### THE EXERCISE
Starting at the line that holds "Find the bus front", copy every line exactly through the end of the data, and no others.

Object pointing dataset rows

■ ■ ■ ■ ■ ■ ■

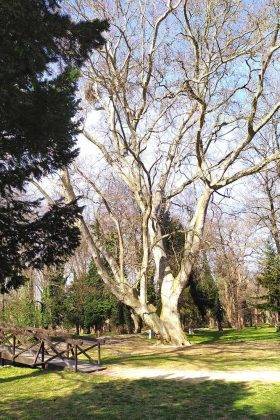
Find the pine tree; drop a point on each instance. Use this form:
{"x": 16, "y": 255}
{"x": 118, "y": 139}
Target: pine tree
{"x": 41, "y": 51}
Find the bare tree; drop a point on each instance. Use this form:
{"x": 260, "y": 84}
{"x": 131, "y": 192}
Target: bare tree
{"x": 183, "y": 92}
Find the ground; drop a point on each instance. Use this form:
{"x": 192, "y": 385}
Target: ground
{"x": 146, "y": 380}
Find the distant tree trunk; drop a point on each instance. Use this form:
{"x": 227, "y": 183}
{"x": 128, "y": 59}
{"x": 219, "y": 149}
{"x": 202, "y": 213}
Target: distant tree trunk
{"x": 220, "y": 325}
{"x": 137, "y": 322}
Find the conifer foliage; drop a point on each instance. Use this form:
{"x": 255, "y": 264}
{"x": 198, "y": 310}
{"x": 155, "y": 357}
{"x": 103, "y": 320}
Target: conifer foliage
{"x": 41, "y": 51}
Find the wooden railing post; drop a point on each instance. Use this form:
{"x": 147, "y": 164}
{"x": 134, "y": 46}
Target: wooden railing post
{"x": 99, "y": 354}
{"x": 43, "y": 354}
{"x": 76, "y": 358}
{"x": 14, "y": 348}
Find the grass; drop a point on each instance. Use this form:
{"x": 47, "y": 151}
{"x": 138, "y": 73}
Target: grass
{"x": 35, "y": 394}
{"x": 248, "y": 349}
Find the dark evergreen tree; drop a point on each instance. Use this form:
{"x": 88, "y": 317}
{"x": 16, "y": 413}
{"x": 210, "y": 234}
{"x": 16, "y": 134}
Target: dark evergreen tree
{"x": 204, "y": 292}
{"x": 41, "y": 51}
{"x": 270, "y": 280}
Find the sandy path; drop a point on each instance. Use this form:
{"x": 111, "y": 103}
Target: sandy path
{"x": 198, "y": 375}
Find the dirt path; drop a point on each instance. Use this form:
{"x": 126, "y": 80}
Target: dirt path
{"x": 197, "y": 375}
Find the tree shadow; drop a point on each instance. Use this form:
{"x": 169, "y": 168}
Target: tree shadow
{"x": 33, "y": 374}
{"x": 161, "y": 398}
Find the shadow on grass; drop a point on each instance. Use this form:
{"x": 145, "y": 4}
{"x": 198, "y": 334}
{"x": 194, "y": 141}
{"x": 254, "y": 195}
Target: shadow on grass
{"x": 32, "y": 374}
{"x": 249, "y": 334}
{"x": 94, "y": 397}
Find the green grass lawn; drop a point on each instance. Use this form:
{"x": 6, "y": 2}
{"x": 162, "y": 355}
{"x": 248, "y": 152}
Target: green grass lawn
{"x": 248, "y": 349}
{"x": 36, "y": 394}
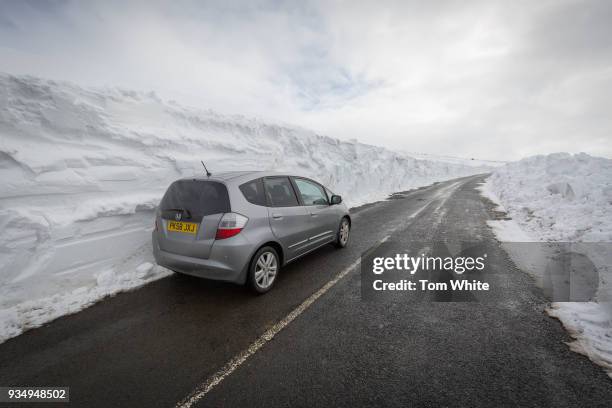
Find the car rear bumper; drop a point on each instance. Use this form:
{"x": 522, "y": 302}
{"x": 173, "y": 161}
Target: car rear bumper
{"x": 225, "y": 263}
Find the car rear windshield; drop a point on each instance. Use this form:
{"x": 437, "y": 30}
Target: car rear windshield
{"x": 195, "y": 198}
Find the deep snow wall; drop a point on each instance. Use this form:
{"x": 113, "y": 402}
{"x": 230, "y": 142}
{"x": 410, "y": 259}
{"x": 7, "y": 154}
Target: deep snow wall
{"x": 563, "y": 198}
{"x": 83, "y": 169}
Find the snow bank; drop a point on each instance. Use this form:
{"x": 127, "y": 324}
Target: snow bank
{"x": 563, "y": 198}
{"x": 83, "y": 169}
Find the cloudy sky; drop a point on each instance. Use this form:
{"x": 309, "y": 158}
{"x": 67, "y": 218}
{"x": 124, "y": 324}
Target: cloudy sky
{"x": 486, "y": 79}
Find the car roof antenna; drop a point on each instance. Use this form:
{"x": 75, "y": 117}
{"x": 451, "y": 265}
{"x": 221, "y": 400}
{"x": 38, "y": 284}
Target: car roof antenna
{"x": 208, "y": 174}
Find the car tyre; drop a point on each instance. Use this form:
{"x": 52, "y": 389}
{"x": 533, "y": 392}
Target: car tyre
{"x": 264, "y": 269}
{"x": 343, "y": 234}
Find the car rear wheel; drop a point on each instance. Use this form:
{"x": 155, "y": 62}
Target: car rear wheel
{"x": 264, "y": 269}
{"x": 344, "y": 231}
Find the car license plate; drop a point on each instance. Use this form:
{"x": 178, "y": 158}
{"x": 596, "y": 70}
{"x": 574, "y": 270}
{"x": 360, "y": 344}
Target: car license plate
{"x": 186, "y": 227}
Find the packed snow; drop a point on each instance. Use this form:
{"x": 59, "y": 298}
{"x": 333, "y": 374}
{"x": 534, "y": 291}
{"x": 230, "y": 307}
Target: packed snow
{"x": 563, "y": 198}
{"x": 83, "y": 169}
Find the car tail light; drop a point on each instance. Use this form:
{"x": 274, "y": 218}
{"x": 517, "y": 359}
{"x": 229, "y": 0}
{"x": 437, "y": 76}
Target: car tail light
{"x": 231, "y": 224}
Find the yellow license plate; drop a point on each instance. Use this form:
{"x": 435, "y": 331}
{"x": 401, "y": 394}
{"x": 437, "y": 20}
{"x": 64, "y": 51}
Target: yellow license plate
{"x": 186, "y": 227}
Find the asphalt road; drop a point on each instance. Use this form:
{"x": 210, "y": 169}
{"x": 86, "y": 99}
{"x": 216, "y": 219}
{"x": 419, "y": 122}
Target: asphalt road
{"x": 154, "y": 346}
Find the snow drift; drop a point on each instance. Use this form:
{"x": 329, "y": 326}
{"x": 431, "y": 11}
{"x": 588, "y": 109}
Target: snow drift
{"x": 83, "y": 169}
{"x": 564, "y": 198}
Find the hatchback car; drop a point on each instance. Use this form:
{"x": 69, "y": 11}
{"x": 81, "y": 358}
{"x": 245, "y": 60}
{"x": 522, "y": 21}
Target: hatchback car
{"x": 242, "y": 227}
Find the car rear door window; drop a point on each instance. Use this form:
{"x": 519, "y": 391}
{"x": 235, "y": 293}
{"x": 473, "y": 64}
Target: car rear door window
{"x": 279, "y": 192}
{"x": 311, "y": 192}
{"x": 195, "y": 199}
{"x": 254, "y": 193}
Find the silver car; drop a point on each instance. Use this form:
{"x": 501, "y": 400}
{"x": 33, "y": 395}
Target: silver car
{"x": 243, "y": 226}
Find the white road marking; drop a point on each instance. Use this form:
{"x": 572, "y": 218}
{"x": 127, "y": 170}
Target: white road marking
{"x": 269, "y": 334}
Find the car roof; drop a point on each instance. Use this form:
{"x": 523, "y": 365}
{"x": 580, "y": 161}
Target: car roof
{"x": 237, "y": 176}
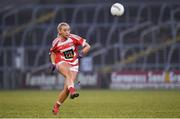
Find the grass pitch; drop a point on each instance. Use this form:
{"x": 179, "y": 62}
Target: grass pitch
{"x": 92, "y": 103}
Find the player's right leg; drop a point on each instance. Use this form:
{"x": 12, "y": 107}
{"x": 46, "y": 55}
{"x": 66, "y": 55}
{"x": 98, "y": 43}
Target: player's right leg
{"x": 64, "y": 69}
{"x": 70, "y": 76}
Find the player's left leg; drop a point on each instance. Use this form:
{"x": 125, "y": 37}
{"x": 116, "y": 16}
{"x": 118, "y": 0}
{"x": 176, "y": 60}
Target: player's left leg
{"x": 74, "y": 75}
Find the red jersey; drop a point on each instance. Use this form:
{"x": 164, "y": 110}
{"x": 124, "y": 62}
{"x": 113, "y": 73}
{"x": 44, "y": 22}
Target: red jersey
{"x": 67, "y": 50}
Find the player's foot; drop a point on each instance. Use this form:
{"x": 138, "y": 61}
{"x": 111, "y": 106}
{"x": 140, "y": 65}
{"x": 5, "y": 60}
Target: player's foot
{"x": 55, "y": 109}
{"x": 74, "y": 95}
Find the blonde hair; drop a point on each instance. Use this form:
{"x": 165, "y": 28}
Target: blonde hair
{"x": 60, "y": 25}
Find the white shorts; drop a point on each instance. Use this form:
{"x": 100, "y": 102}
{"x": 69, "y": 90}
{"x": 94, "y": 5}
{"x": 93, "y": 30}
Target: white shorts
{"x": 73, "y": 68}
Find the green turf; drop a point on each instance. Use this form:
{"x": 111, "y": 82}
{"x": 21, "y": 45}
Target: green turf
{"x": 93, "y": 103}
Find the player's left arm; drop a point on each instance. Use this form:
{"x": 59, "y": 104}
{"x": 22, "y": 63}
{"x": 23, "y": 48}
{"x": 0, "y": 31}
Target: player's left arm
{"x": 85, "y": 49}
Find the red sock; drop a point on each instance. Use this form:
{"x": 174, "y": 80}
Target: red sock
{"x": 71, "y": 90}
{"x": 57, "y": 104}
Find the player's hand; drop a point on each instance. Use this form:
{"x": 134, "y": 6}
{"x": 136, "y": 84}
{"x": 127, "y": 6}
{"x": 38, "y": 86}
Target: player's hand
{"x": 81, "y": 55}
{"x": 52, "y": 68}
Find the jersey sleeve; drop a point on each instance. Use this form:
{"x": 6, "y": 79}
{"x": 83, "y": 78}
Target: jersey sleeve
{"x": 79, "y": 41}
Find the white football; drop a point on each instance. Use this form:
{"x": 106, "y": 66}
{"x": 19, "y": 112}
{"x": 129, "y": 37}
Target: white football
{"x": 117, "y": 9}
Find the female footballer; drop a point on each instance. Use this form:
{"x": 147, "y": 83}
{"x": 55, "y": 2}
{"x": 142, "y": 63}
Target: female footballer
{"x": 64, "y": 56}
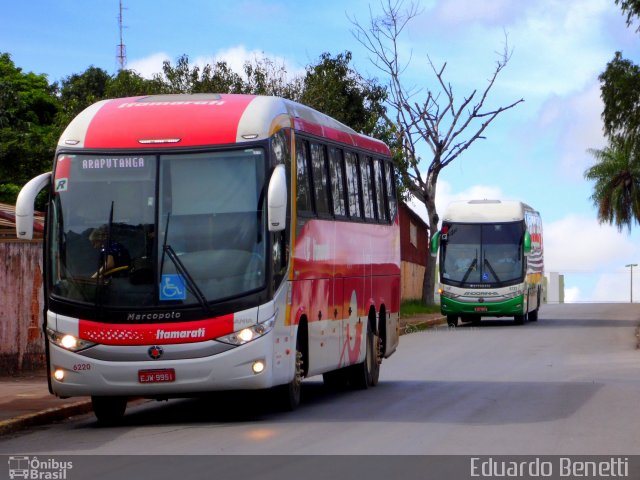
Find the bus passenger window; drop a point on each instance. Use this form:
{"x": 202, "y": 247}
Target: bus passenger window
{"x": 367, "y": 188}
{"x": 319, "y": 174}
{"x": 303, "y": 195}
{"x": 382, "y": 208}
{"x": 353, "y": 185}
{"x": 337, "y": 185}
{"x": 391, "y": 189}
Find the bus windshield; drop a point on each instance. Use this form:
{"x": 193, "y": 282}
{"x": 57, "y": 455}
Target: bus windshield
{"x": 158, "y": 230}
{"x": 487, "y": 255}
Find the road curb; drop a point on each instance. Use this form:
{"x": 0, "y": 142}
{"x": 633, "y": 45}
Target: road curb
{"x": 412, "y": 324}
{"x": 45, "y": 416}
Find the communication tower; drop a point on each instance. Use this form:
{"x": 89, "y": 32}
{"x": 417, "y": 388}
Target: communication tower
{"x": 121, "y": 52}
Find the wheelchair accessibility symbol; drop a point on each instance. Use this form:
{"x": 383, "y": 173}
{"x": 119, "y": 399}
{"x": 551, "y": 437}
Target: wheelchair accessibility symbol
{"x": 172, "y": 287}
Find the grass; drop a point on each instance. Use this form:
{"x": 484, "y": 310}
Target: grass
{"x": 409, "y": 308}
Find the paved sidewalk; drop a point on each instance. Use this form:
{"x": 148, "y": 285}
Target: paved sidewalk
{"x": 25, "y": 400}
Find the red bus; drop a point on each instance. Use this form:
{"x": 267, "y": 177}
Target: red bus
{"x": 215, "y": 242}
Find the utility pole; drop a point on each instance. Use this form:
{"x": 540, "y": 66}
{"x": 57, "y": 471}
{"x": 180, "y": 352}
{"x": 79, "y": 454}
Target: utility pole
{"x": 631, "y": 265}
{"x": 121, "y": 53}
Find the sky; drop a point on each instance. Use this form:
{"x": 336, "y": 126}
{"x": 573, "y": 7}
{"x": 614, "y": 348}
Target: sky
{"x": 536, "y": 152}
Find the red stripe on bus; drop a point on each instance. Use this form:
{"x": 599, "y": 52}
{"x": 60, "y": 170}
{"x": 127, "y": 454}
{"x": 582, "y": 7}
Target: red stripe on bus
{"x": 155, "y": 333}
{"x": 123, "y": 123}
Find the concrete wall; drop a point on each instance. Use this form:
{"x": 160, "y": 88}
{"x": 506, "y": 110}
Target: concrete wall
{"x": 412, "y": 280}
{"x": 21, "y": 305}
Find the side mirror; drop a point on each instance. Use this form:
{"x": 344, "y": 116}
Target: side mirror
{"x": 527, "y": 243}
{"x": 277, "y": 200}
{"x": 25, "y": 204}
{"x": 435, "y": 243}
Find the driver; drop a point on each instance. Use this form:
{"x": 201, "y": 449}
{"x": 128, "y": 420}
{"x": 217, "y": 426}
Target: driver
{"x": 113, "y": 256}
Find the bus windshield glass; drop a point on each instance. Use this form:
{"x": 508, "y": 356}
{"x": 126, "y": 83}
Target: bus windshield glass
{"x": 106, "y": 247}
{"x": 489, "y": 254}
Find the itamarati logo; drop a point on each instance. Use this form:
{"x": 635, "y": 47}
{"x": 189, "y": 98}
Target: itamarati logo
{"x": 38, "y": 469}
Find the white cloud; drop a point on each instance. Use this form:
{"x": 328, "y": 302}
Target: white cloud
{"x": 557, "y": 47}
{"x": 580, "y": 244}
{"x": 445, "y": 195}
{"x": 572, "y": 295}
{"x": 455, "y": 12}
{"x": 575, "y": 121}
{"x": 616, "y": 287}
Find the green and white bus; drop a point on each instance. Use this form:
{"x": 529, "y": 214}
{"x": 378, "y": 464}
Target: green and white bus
{"x": 491, "y": 261}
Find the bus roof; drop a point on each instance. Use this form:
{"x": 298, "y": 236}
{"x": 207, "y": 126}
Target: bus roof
{"x": 201, "y": 119}
{"x": 483, "y": 211}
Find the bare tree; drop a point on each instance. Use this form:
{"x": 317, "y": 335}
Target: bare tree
{"x": 430, "y": 116}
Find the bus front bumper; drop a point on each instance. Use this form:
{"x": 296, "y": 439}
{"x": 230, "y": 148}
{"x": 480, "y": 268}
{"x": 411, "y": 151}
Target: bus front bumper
{"x": 472, "y": 307}
{"x": 230, "y": 370}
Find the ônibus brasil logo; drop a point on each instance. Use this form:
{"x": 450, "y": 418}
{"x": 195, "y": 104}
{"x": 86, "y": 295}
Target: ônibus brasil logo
{"x": 35, "y": 468}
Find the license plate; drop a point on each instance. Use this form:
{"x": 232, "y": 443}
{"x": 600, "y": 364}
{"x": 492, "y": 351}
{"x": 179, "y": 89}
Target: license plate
{"x": 157, "y": 376}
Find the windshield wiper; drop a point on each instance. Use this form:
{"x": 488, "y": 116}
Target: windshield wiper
{"x": 103, "y": 261}
{"x": 181, "y": 269}
{"x": 493, "y": 272}
{"x": 470, "y": 269}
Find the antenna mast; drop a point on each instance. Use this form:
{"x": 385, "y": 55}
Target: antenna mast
{"x": 121, "y": 53}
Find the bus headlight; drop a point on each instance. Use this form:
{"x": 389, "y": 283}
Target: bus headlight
{"x": 67, "y": 341}
{"x": 248, "y": 334}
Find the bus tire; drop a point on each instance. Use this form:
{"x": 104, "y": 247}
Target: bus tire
{"x": 289, "y": 395}
{"x": 367, "y": 373}
{"x": 336, "y": 380}
{"x": 109, "y": 410}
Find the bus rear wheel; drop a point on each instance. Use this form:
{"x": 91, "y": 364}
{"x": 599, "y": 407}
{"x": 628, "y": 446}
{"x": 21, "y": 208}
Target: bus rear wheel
{"x": 367, "y": 373}
{"x": 109, "y": 410}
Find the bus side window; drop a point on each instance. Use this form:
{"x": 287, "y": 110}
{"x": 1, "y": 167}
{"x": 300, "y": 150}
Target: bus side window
{"x": 380, "y": 191}
{"x": 391, "y": 189}
{"x": 367, "y": 188}
{"x": 303, "y": 194}
{"x": 353, "y": 185}
{"x": 319, "y": 176}
{"x": 337, "y": 183}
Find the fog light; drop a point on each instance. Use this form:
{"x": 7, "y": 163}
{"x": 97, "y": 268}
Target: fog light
{"x": 246, "y": 335}
{"x": 258, "y": 366}
{"x": 69, "y": 342}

■ ■ ■ ■ ■ ■ ■

### WORKED SOLUTION
Find the bus front bumper; drop a point on each instance. Use this form:
{"x": 296, "y": 439}
{"x": 230, "y": 148}
{"x": 480, "y": 268}
{"x": 411, "y": 151}
Target: bus front bumper
{"x": 472, "y": 307}
{"x": 230, "y": 370}
Find the ônibus brasil logo; drop a point on each instance. Use this form:
{"x": 450, "y": 418}
{"x": 195, "y": 104}
{"x": 86, "y": 295}
Target: ônibus brasil logo
{"x": 35, "y": 468}
Find the license plate; drop a point on each instance. Use this form:
{"x": 232, "y": 443}
{"x": 600, "y": 364}
{"x": 492, "y": 351}
{"x": 179, "y": 89}
Target: license plate
{"x": 157, "y": 376}
Find the windshield wiper; drop a point on each instance. Use this form:
{"x": 488, "y": 116}
Target: windshield wiper
{"x": 103, "y": 261}
{"x": 181, "y": 269}
{"x": 493, "y": 272}
{"x": 470, "y": 269}
Find the antenna mast; drop a point on each instance. Use this form:
{"x": 385, "y": 55}
Target: antenna mast
{"x": 121, "y": 53}
Find the bus headlight; drop a point on each instance. Use this form:
{"x": 389, "y": 283}
Target: bus headlight
{"x": 67, "y": 341}
{"x": 248, "y": 334}
Find the bus tire; drop a point on each instance. Use this form:
{"x": 104, "y": 247}
Target: bus tire
{"x": 289, "y": 395}
{"x": 367, "y": 373}
{"x": 336, "y": 380}
{"x": 109, "y": 410}
Find the bus rear wheel; drop a point on each instance. Use this form:
{"x": 91, "y": 364}
{"x": 599, "y": 407}
{"x": 628, "y": 446}
{"x": 21, "y": 208}
Target: bus rear wheel
{"x": 367, "y": 373}
{"x": 109, "y": 410}
Find the bus side window; drop a point on each instance. Use this form:
{"x": 287, "y": 110}
{"x": 1, "y": 167}
{"x": 300, "y": 150}
Target: bus side window
{"x": 380, "y": 191}
{"x": 391, "y": 189}
{"x": 367, "y": 188}
{"x": 303, "y": 194}
{"x": 353, "y": 185}
{"x": 319, "y": 176}
{"x": 337, "y": 183}
Find the fog light; drop a point on each instance. Use this form:
{"x": 7, "y": 163}
{"x": 97, "y": 268}
Target: fog light
{"x": 246, "y": 335}
{"x": 258, "y": 366}
{"x": 69, "y": 342}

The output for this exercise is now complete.